Selected passage Start Marker

Ear problems. We’ve all had them. And we all fear that possible infection that will keep us out the water for days, maybe even longer God forbid! They can cause us to abort dives and impact our overall enjoyment of the sport. The manner of equalising can vary a lot from person to person and does not reflect on your diving ability. You should never continue descending with ear pain but before aborting a dive, try these tips that we have found extremely helpful:
- Don’t dive when congested. If you are feeling a bit blocked, don’t risk it. Moving between cold and warm climates can cause congestion. Also, be careful with air conditioning. Having your AC blasting all night can also cause congestion. Make sure that when you swallow you hear a pop in both ears. This tells you that both Eustachian tubes are open.
- Do like the yogis do and forcefully exhale through one nostril at a time every morning. This is a great way to clear passageways and to avoid congestion.
- If you haven’t dived for a while, then let your ears adjust slowly by equalising early and often. You could even gently equalise your ears every couple of minutes before the dive. It’s just like exercising any muscle; if you are diving frequently your ears will loosen and get used to equalising.
- Chew gum before a dive. Many people find this helpful as it makes you swallow often.
- Relax. Take a couple of minutes before a dive to just to relax. Being tense could make equalising more difficult.

Selected passage End Marker
Data excerpt Start Marker

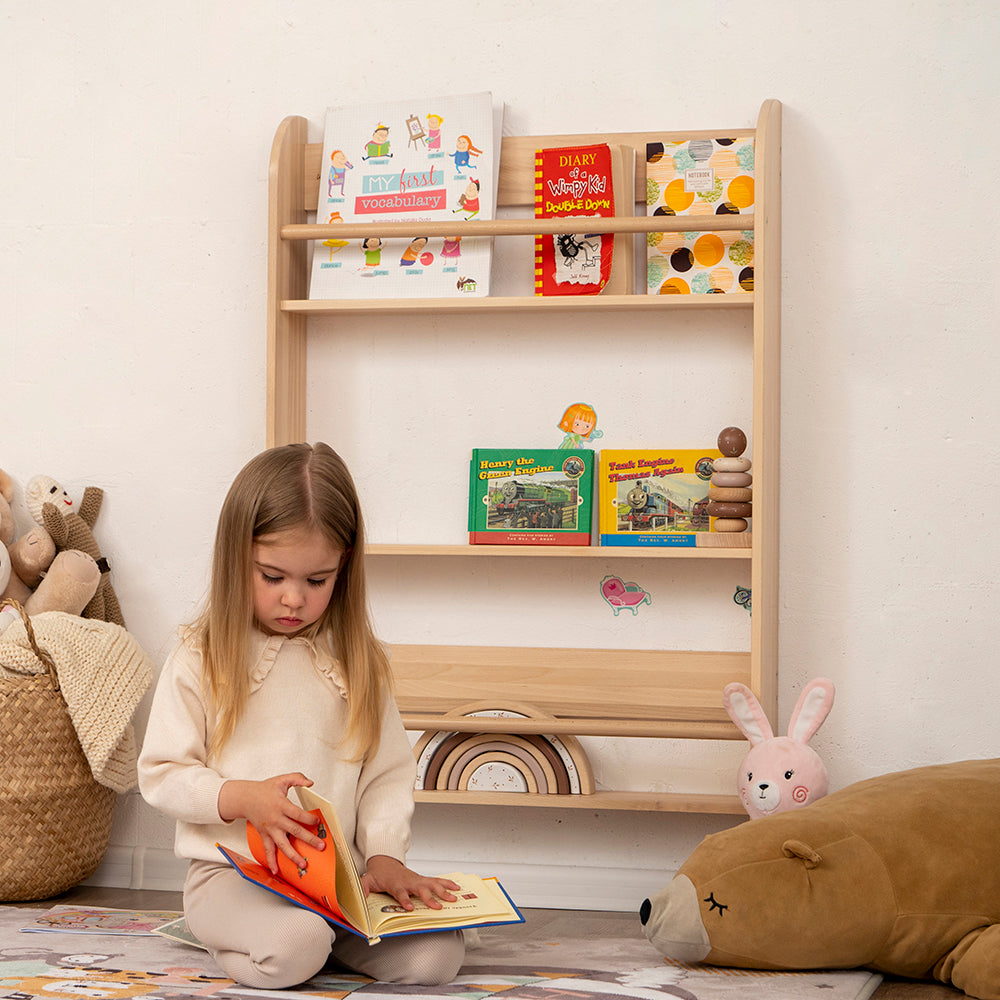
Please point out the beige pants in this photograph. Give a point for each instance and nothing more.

Data excerpt End Marker

- Activities
A: In the diving ear tips, what does hearing a pop in both ears when you swallow tell you?
B: Pick up the diving ear tips after the last tip and keep writing.
Nothing in the material is needed here.

- Results for the exercise
A: It tells you that both Eustachian tubes are open.

B:
- Move your jaw around. This will loosen up the muscles you use to equalise.
- Descend feet first. Studies have shown that the Valsalva manoeuvre (pinching your nostrils while exhaling gently) requires 50% more effort if you are in a head-down position.
- Look up while descending. Extending your neck can open your Eustachian tubes.
- If you feel a block, ascend a little. Use your dive computer to make sure you do as if your BCD is negatively buoyant you will descend.
- If all this fails, go to the surface and take a couple of minutes to relax and then try descending again as slowly as possible. If you can only go a couple of metres stay there and let your ears get accustomed before creeping down diagonally.
There is plenty more information about equalisation and we’ve outlined only a few tips here that we have found helpful. We’re curious to know your tips as well so please share them with us.